**SET EXERCISE:** Which lines run from the one containing "Confirm that each instance of the blush" to the end of the entries? Quote them exactly, and nothing else.

[Start]

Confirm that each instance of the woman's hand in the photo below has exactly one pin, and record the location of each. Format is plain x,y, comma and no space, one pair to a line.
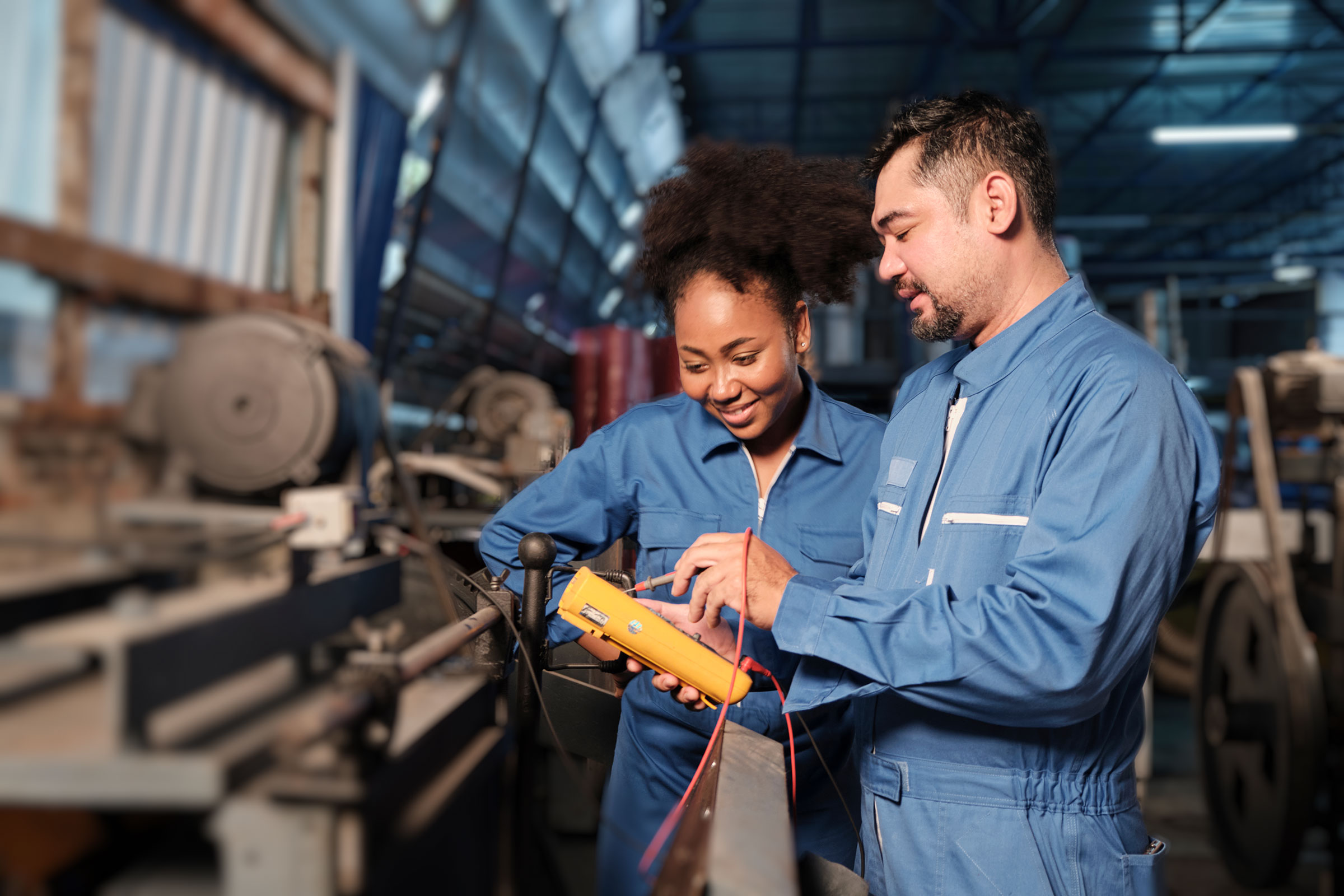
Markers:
717,559
722,640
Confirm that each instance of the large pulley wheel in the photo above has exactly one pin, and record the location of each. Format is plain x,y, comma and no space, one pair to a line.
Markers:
1260,723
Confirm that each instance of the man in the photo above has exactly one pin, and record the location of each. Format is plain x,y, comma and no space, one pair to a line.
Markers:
1045,489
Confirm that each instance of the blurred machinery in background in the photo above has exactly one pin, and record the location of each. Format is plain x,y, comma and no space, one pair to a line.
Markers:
239,699
494,435
253,402
1269,684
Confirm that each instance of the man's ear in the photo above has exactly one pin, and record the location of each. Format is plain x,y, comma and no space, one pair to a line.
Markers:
999,202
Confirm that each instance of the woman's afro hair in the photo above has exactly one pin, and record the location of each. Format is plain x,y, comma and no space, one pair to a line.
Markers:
748,216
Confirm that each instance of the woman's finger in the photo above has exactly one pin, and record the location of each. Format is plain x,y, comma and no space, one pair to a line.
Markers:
663,682
689,696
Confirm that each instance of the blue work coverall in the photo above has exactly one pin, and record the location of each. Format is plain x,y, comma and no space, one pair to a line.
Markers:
996,665
669,473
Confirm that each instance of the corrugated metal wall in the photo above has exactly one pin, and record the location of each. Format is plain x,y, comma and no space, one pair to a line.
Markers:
187,160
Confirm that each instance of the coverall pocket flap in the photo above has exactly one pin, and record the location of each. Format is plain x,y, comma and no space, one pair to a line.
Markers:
995,847
1146,874
674,528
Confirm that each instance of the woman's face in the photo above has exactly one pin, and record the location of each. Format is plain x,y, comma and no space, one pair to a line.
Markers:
737,358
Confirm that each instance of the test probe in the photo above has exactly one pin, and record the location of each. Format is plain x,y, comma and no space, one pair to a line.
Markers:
648,585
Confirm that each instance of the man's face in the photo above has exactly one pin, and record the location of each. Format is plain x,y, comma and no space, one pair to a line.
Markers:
929,253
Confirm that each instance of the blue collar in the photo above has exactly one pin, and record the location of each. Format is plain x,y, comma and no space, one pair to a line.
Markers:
816,435
996,359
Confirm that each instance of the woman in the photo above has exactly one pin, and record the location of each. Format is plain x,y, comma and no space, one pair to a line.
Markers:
734,248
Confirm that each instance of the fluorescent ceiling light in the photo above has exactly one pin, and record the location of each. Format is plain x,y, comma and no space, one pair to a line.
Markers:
1295,273
1225,135
609,302
622,258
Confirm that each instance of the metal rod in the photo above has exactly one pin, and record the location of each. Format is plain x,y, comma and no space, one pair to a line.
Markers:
445,116
536,554
440,645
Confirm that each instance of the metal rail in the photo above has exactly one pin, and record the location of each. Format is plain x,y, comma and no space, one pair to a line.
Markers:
734,837
350,704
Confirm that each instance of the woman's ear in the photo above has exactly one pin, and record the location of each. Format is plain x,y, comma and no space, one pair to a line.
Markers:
801,328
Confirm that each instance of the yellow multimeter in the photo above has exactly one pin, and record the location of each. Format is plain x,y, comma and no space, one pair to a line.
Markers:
599,608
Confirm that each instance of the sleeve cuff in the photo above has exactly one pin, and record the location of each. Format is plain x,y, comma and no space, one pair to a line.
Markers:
803,610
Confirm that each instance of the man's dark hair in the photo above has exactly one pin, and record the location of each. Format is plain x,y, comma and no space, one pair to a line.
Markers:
800,226
967,137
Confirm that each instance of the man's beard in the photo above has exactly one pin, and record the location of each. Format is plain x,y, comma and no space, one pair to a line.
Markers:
937,324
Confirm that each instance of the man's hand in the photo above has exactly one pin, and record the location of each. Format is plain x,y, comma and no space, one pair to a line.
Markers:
717,558
722,640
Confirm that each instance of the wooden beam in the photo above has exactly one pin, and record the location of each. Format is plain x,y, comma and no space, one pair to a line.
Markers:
111,274
307,213
74,147
267,50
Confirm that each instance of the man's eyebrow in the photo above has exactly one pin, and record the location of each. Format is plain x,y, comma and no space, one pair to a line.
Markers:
892,216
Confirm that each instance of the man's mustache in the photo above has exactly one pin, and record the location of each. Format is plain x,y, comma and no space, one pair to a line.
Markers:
909,285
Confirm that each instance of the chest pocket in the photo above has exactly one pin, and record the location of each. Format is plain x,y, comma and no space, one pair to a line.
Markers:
830,551
892,499
978,539
664,535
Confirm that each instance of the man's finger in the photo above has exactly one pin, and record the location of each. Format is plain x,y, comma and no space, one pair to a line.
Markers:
717,538
674,613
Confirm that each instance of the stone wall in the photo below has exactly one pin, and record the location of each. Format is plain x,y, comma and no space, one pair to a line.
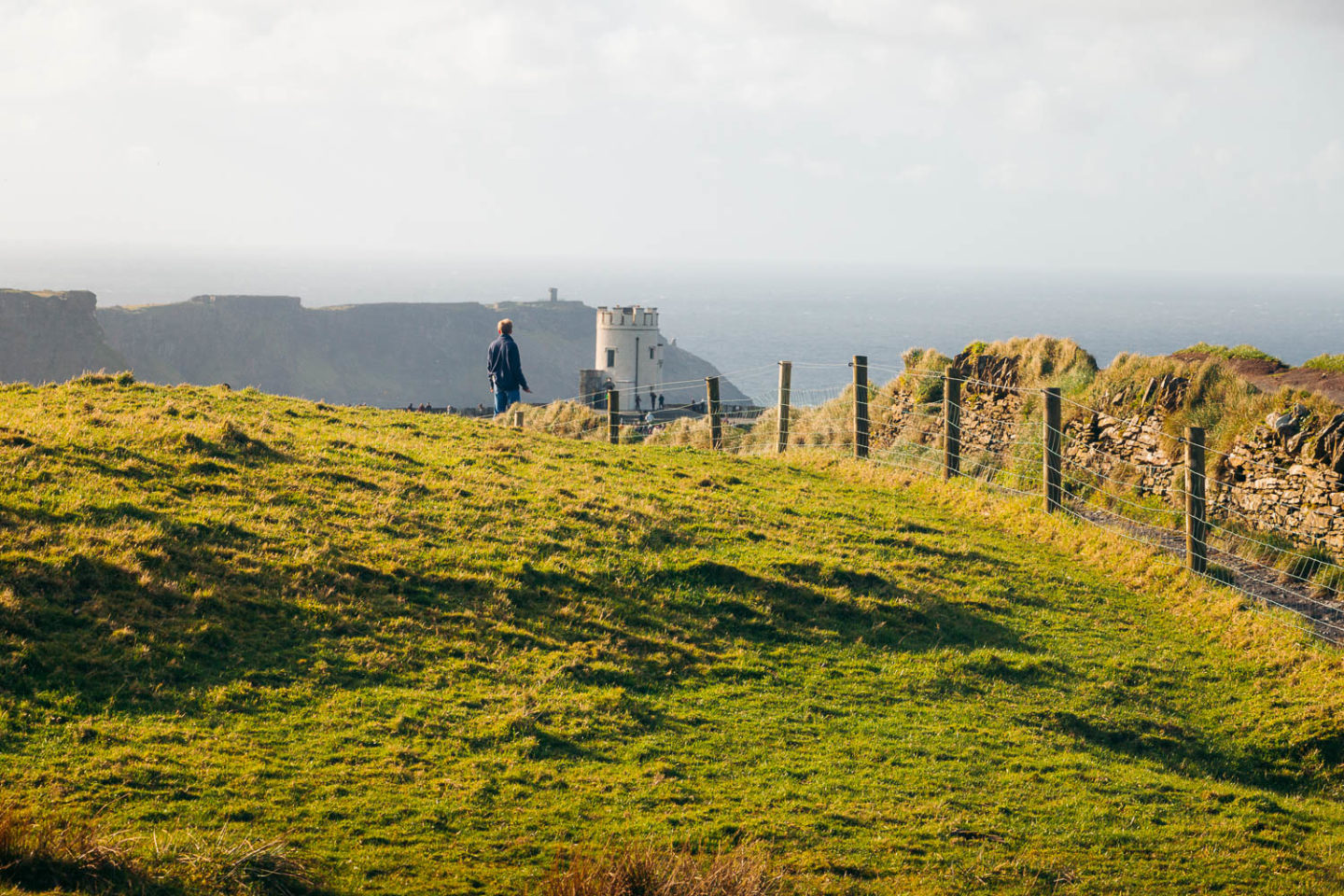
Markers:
1286,476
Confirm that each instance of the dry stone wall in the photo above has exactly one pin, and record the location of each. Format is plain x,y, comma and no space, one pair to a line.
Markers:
1286,476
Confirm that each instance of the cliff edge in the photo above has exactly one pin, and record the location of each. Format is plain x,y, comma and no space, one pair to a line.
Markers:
51,336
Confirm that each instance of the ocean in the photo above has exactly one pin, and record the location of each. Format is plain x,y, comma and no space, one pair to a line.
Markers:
748,317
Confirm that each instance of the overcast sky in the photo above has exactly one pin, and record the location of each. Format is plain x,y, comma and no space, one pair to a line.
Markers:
1133,134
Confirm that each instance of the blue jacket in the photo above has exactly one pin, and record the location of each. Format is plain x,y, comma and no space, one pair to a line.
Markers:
503,366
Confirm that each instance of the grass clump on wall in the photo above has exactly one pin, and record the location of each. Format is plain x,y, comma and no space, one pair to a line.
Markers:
1230,352
1327,363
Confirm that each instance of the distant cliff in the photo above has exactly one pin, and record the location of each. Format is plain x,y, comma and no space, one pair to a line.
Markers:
387,354
50,336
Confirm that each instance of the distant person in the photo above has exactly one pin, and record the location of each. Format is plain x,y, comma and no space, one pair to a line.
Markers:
506,370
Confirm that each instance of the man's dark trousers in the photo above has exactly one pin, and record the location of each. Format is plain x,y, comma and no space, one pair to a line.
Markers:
504,398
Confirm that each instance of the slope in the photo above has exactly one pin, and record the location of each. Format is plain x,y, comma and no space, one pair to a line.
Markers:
436,654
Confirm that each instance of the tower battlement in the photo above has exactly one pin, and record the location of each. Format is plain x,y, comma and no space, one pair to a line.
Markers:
629,349
628,315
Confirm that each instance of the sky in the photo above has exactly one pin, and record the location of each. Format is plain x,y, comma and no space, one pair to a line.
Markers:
1115,134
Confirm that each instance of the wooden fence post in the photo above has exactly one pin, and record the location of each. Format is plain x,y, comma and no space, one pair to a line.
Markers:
950,424
711,395
613,416
861,406
1054,443
1197,522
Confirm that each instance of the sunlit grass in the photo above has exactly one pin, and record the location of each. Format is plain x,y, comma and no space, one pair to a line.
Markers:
434,654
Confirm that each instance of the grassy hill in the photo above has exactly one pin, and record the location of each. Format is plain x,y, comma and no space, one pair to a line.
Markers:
431,654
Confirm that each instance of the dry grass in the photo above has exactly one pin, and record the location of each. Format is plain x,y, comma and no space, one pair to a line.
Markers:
647,869
568,419
1238,352
42,853
1216,399
1048,360
241,865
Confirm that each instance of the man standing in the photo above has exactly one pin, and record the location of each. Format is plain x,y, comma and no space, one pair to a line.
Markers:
506,370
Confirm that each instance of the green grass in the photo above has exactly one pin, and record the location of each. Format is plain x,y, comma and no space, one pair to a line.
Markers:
1328,363
1242,352
434,654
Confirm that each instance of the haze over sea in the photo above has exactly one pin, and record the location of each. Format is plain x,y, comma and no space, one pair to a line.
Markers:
746,317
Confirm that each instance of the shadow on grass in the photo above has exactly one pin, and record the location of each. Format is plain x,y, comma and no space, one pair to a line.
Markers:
1194,752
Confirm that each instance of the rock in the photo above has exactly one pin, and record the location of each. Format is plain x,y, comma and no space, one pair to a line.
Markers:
1329,445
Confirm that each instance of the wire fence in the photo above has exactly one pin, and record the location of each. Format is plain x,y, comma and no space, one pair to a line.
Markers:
1004,450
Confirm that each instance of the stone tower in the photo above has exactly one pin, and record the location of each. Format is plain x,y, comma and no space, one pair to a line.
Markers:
629,352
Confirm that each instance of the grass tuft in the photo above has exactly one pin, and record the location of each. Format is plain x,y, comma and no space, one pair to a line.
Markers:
1303,565
1243,352
647,869
1328,363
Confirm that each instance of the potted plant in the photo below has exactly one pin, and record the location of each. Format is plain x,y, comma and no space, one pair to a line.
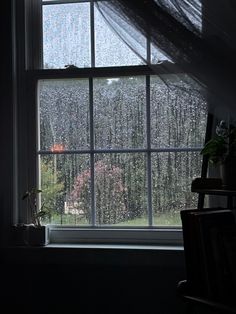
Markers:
221,150
37,232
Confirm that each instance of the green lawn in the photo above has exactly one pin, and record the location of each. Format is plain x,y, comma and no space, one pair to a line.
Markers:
161,219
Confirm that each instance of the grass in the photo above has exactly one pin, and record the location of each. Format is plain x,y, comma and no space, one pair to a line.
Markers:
160,219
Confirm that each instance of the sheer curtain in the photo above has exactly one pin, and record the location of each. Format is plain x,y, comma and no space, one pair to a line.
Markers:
195,36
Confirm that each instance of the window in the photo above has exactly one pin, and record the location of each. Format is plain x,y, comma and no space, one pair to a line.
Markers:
116,148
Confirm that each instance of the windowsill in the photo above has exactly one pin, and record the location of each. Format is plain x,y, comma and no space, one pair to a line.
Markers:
97,255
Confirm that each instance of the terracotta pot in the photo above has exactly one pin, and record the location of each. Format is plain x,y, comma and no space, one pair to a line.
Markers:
228,173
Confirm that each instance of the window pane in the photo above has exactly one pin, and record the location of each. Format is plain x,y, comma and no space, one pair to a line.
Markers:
64,114
178,113
157,56
66,35
172,174
110,50
66,191
121,189
120,112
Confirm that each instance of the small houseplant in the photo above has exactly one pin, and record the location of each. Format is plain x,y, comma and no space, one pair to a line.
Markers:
221,150
37,232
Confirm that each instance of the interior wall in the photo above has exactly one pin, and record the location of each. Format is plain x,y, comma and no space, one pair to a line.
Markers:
35,281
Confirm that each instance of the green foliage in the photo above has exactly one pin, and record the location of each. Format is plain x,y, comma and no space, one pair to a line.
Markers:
36,213
221,146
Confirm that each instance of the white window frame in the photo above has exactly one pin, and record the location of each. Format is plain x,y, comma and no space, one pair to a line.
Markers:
28,74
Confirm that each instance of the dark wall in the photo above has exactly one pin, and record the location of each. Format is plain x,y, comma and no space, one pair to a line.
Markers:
79,280
50,280
6,121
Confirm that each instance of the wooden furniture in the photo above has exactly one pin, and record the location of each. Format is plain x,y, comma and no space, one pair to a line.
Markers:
212,186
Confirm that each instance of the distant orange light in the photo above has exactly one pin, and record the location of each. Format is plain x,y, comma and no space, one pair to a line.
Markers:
57,148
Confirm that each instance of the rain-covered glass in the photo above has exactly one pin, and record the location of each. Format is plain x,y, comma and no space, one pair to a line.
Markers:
66,35
178,113
172,175
66,188
121,189
110,49
120,112
64,114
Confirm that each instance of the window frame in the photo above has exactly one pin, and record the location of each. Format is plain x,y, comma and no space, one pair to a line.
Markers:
28,74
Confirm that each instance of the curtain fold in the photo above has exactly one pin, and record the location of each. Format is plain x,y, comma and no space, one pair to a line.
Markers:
197,36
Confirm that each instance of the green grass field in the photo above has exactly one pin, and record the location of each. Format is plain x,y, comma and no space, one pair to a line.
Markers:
161,219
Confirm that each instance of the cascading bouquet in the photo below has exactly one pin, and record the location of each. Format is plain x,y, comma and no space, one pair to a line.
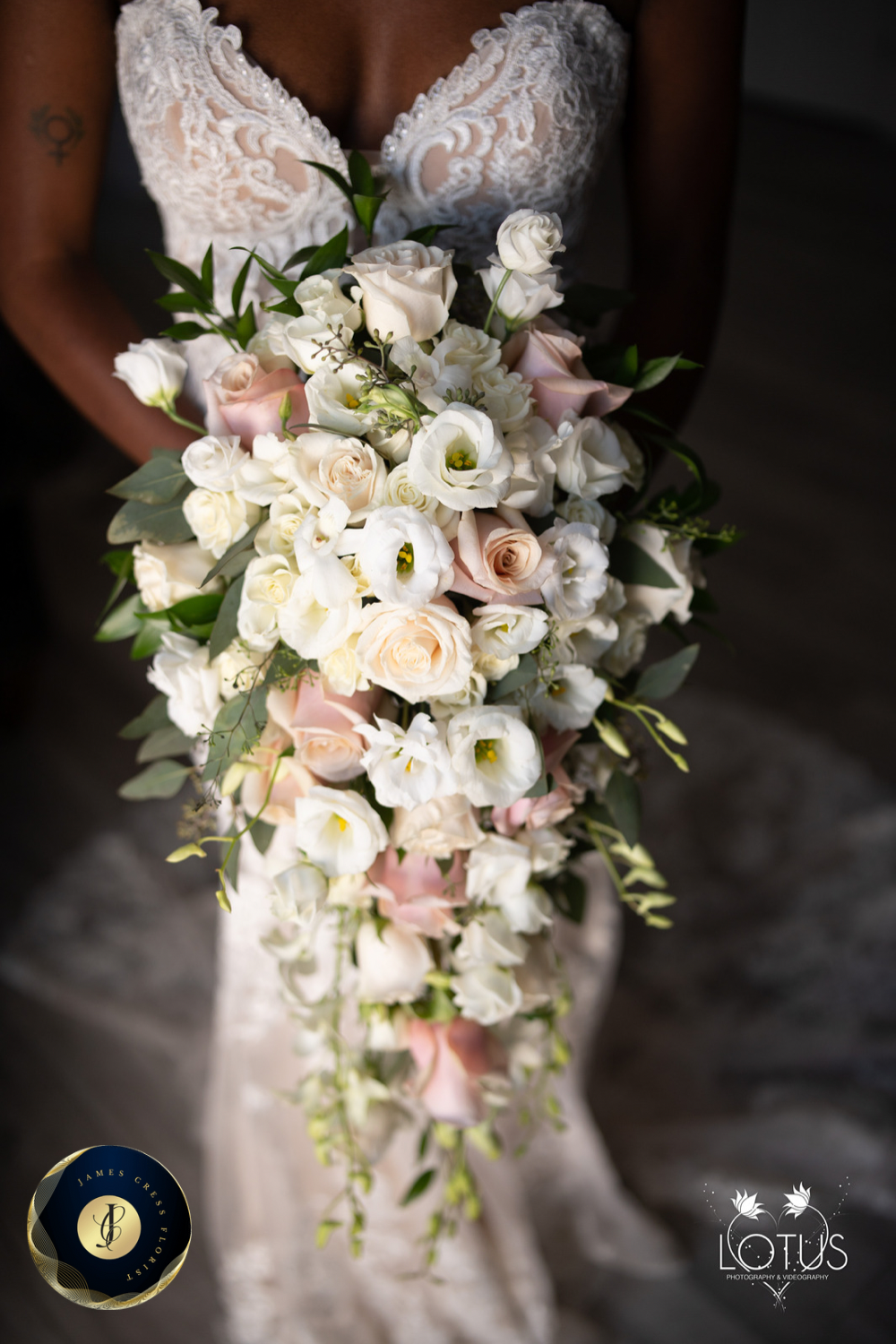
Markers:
395,594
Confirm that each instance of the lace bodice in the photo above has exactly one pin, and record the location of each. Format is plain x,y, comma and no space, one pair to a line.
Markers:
524,120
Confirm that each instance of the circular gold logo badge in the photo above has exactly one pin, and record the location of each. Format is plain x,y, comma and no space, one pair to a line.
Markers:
109,1228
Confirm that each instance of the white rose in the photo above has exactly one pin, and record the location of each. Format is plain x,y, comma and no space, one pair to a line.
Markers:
268,585
214,462
675,558
405,556
401,491
406,289
471,693
408,766
437,828
571,699
220,519
460,459
581,575
522,297
590,459
532,451
168,574
336,467
155,371
416,652
528,239
495,755
392,964
339,831
180,671
505,631
487,995
489,941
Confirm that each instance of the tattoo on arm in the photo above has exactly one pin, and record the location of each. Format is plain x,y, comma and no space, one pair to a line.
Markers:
59,131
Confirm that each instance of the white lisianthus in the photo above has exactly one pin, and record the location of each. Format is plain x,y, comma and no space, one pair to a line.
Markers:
590,459
339,831
408,766
220,519
460,459
338,467
581,575
532,449
571,699
405,556
495,755
505,631
471,693
437,828
522,297
505,397
402,492
487,995
333,398
182,672
268,585
168,574
489,941
153,370
672,556
417,652
528,239
406,289
214,462
392,964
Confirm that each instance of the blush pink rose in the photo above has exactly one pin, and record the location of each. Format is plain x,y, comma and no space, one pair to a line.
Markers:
450,1058
241,398
560,381
413,892
322,726
497,558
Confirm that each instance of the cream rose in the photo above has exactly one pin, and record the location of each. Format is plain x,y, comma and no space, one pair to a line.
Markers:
406,289
416,652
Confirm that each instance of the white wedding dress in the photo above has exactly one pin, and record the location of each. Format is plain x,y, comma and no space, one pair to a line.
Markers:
524,121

[End]

**RESULT BELOW:**
Confirm that each instance of the blush pink rose in the photo above has exactly one pin, and record the location of each. Format is plain x,y, comma and no space, one pair to a line.
Markers:
450,1058
241,398
560,381
413,892
322,726
497,558
Confirm that each instance of the cream rose in the photo above has exactly one pin, and record the location of each. Format is plain x,y, comma and no space, one pair to a line.
Markers:
406,289
416,652
Confirm that each instance of the white wedding dress in the photo above has exactly one pin, and record the location of each. Format is plain x,y, comma and no space, one pair to a line.
Markers:
524,121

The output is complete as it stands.